» WHAT IS ASKED
**1.** Recast the listing, from its start through the line containing "Target: utility wire", inclusive, as a Markdown table with columns named Row and Line, giving each line its row number. Omit blank lines and leave the pictures out.
**2.** Continue the article on Canada's March building permits from where it stops.

» TEXT SEGMENT
□ □ □ □ □ □ □
On-Site Magazine

Commercial lone bright spot for March building permits

By Adam Freill   

Commercial Construction Industrial Institutional Residential

Commercial segment spared the month-over-month declines posted for residential and non-residential building intentions in Canada.

Building permits, March 2024. (Source: Statistics Canada, Table 34-10-0285-01, Building permits, by type of building and type of work.)

The commercial segment was the only component to buck the trend of falling permit values in March. Looking at the latest month over month figures shared by Statistics Canada, the total value of building permits in Canada decreased 11.7 per cent to $10.5 billion in March. Construction intentions in the non-residential component declined 16.7 per cent to $4 billion, while the residential sector decreased by 8.3 per cent to $6.5 billion. Declines were observed in all components except for the commercial component, which rose 5.8 per cent, adding $123 million compared to February.
□ □ □ □ □ □ □
» RECORDS TO PROCESS
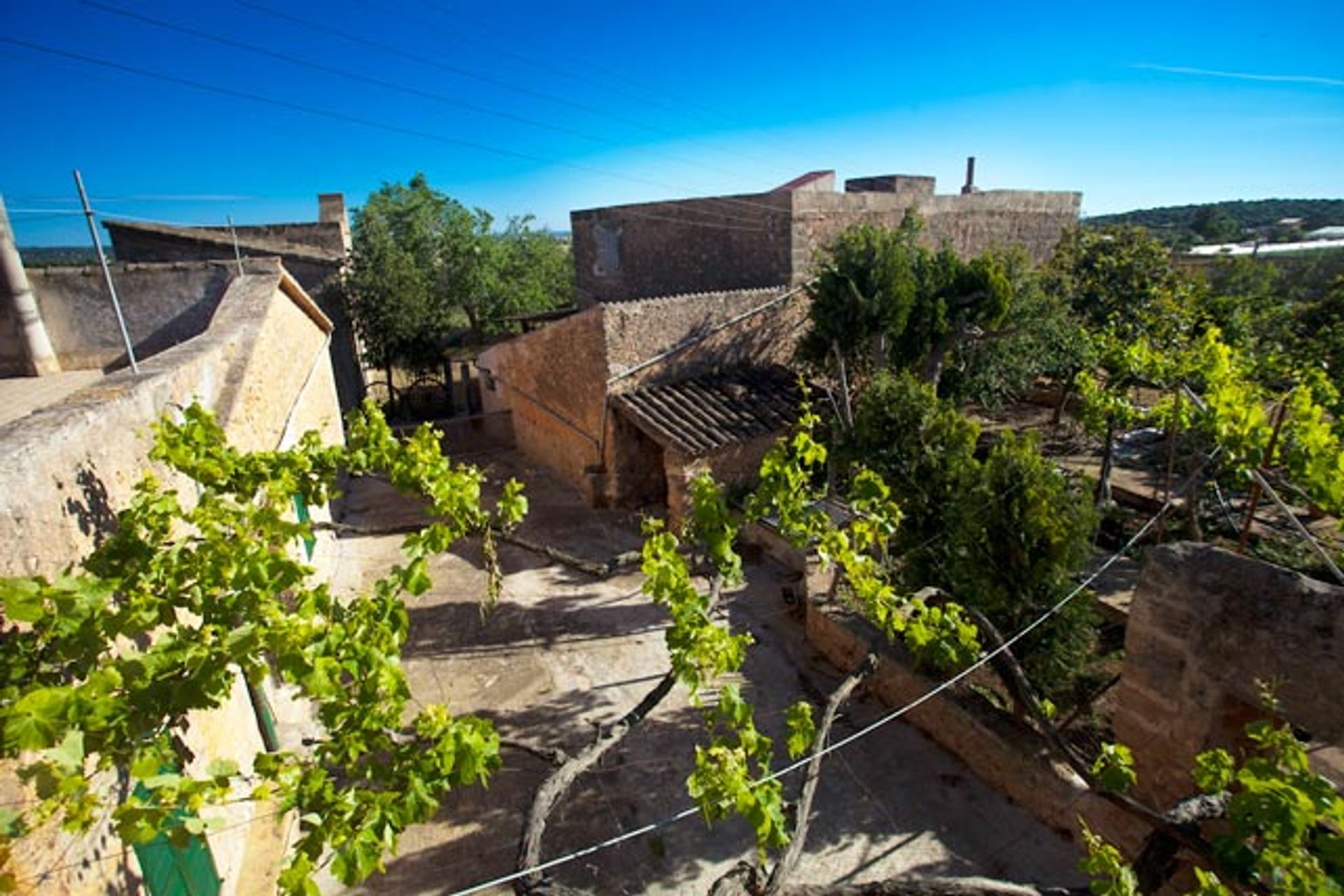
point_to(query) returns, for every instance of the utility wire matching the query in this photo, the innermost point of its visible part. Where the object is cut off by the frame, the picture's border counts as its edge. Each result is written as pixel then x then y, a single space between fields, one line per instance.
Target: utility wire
pixel 468 73
pixel 891 716
pixel 612 81
pixel 344 117
pixel 353 76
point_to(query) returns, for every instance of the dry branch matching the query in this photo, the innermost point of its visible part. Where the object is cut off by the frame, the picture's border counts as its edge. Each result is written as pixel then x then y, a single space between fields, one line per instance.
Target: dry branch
pixel 784 868
pixel 596 568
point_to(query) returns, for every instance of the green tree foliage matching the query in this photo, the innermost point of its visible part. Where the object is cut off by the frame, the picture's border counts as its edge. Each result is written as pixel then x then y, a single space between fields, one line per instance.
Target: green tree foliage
pixel 1117 280
pixel 1018 533
pixel 924 448
pixel 1041 336
pixel 1284 828
pixel 1174 225
pixel 881 298
pixel 1003 535
pixel 424 267
pixel 102 665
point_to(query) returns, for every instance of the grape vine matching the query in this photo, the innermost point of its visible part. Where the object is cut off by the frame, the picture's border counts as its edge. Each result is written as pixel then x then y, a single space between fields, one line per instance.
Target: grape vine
pixel 102 665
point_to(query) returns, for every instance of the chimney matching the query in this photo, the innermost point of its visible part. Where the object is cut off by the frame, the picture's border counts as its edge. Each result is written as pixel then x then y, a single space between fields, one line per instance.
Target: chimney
pixel 331 210
pixel 971 176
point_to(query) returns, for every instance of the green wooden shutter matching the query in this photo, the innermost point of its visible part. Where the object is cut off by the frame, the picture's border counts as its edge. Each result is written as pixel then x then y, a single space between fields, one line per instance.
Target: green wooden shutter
pixel 302 512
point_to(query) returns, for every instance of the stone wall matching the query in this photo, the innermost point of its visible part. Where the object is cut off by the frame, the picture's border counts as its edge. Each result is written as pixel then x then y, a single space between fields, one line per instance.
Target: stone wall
pixel 980 220
pixel 554 383
pixel 163 305
pixel 640 331
pixel 66 470
pixel 1205 626
pixel 969 222
pixel 766 239
pixel 312 253
pixel 689 246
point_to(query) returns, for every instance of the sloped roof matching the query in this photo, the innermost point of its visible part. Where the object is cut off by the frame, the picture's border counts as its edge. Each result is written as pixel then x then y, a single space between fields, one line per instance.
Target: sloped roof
pixel 706 413
pixel 220 237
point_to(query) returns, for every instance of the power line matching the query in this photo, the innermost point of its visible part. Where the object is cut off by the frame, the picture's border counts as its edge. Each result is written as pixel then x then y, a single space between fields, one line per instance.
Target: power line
pixel 612 81
pixel 464 73
pixel 862 732
pixel 337 115
pixel 491 80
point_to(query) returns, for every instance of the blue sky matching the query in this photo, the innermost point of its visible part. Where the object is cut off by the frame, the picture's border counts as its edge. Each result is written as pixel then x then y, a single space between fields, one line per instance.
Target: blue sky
pixel 251 108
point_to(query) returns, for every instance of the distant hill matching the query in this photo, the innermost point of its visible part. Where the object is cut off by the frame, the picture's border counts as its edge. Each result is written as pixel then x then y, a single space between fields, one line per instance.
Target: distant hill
pixel 52 255
pixel 1217 222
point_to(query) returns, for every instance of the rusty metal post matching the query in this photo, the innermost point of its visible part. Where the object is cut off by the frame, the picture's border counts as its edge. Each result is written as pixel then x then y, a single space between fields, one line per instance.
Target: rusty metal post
pixel 106 274
pixel 1256 486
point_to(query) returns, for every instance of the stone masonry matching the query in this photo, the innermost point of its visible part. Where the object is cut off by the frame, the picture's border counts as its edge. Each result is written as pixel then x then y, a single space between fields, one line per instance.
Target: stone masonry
pixel 772 238
pixel 1205 626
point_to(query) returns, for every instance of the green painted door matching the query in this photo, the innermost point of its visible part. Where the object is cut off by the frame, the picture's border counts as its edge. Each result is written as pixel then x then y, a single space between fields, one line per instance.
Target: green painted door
pixel 178 871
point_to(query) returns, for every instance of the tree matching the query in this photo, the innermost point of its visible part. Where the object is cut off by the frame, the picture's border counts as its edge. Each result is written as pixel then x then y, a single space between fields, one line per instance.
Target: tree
pixel 924 448
pixel 1119 279
pixel 1215 225
pixel 1041 336
pixel 425 267
pixel 101 665
pixel 401 241
pixel 1018 533
pixel 882 300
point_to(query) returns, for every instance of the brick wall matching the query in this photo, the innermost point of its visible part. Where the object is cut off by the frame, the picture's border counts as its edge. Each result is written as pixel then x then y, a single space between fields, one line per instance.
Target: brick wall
pixel 163 305
pixel 553 381
pixel 690 246
pixel 1205 626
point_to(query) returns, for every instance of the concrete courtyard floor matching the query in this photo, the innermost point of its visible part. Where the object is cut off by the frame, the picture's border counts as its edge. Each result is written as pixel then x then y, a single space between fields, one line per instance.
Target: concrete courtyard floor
pixel 564 653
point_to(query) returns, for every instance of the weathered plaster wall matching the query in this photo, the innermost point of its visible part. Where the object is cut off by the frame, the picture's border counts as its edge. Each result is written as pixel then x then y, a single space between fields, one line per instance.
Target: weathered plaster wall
pixel 766 239
pixel 553 381
pixel 737 464
pixel 13 354
pixel 1205 626
pixel 66 470
pixel 690 246
pixel 163 305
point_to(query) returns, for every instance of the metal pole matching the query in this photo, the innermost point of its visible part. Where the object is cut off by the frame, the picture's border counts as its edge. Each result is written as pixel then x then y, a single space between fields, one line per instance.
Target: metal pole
pixel 106 274
pixel 238 255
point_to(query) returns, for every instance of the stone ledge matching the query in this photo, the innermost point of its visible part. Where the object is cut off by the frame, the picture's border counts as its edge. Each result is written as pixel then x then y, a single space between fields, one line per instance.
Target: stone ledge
pixel 1004 754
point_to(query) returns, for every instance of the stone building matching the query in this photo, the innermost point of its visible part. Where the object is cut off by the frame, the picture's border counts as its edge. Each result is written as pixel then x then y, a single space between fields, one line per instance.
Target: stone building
pixel 1206 629
pixel 772 238
pixel 251 347
pixel 631 400
pixel 314 253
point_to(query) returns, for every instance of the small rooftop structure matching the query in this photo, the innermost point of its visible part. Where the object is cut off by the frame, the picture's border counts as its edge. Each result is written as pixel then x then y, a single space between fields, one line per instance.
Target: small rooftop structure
pixel 774 238
pixel 314 253
pixel 706 413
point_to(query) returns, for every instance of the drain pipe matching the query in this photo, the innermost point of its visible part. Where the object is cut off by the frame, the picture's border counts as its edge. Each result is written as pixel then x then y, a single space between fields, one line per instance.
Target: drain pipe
pixel 41 359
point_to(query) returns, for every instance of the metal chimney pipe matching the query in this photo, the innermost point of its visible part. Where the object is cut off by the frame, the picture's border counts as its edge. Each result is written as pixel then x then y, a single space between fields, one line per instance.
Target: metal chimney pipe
pixel 971 176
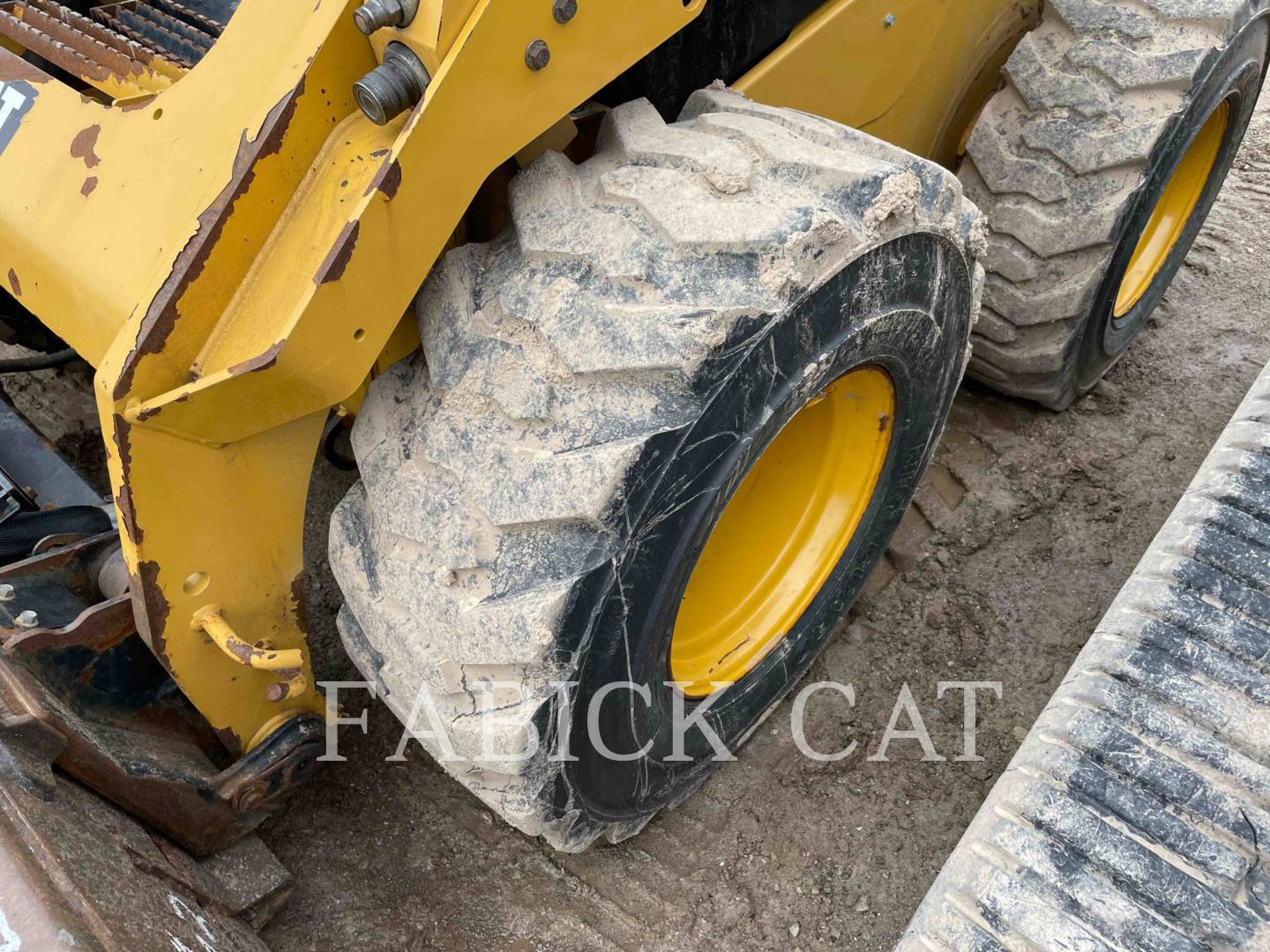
□ □ □ □ □ □ □
» RESPONSES TO THE TASKS
**1.**
| Row | Line |
|---|---|
| 1 | point_to(query) returns, for every instance of the utility wire matching the query in this photo, the innermost point of its visible part. Where the object is cut off by the frame, the picture's border counts as its edge. Each result is written as pixel then x then y, a single space between fields, one line per instance. |
| 2 | Target: utility wire |

**2.**
On a constant dollar basis, using 2017 as the baseline, the total value of building permits fell 11.6 per cent in March, following two consecutive months of increases.

A lack of major industrial permits issued in March, compared with February, was a major driver of the retreat in the non-residential sector. The industrial component fell 46.1 per cent, or $629.8 million shy of February’s figures, to come in at $736.9 million. The institutional segment was also in decline, falling 22.2 per cent to land at $1.03 billion. The commercial component’s growth helped temper the declines in the non-residential sector as it reported in at $2.2 billion in March.

On the residential side, 16,800 new multi-unit dwellings and 4,200 new single-family homes were authorized in March, and between April 2023 to March 2024, a total of 260,200 new units were authorized. Despite those new permits, permit values for both single-family and multi-family dwellings were down for the month, coming in at $6.5 billion. Ontario led the decline, but there was growth reported in a number of provinces, including Quebec, Prince Edward Island, Saskatchewan, Newfoundland and Labrador, and Manitoba.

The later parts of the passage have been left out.